▸ Provided data
* * * * *

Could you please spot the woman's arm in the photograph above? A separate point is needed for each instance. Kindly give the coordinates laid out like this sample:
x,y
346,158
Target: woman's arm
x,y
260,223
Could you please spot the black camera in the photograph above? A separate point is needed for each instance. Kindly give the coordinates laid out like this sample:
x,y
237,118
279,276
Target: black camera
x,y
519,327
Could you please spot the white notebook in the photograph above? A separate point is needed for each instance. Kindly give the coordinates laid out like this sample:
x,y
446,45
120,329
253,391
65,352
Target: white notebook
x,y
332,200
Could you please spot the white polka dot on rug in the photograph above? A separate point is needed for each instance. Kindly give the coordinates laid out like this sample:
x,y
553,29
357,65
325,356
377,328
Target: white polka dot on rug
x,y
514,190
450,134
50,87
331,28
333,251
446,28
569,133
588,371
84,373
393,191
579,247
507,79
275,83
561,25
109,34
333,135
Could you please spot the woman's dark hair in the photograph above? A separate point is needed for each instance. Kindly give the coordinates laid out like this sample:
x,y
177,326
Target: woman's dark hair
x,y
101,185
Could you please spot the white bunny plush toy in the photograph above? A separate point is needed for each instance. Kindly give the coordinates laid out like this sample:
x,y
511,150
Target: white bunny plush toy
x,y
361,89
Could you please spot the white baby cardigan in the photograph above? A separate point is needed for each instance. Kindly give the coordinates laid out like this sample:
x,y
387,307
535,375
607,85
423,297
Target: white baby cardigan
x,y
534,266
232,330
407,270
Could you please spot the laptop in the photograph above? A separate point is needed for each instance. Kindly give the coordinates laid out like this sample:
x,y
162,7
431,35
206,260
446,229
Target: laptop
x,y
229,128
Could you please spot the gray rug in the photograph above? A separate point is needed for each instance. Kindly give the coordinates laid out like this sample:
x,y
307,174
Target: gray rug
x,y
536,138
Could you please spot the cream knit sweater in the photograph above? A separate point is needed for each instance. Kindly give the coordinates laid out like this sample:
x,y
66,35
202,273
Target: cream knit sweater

* * * * *

▸ Instructions to follow
Each line from the one containing "Target: gray rug" down to the last line of the material above is to be transcribed exactly, with nothing else included.

▸ Reply
Target: gray rug
x,y
536,138
Could you please spot the cream knit sweater in the photograph above? A separate point is needed for each instance. Kindly give the coordinates laid out like this sample:
x,y
66,35
202,273
Target: cream knit sweater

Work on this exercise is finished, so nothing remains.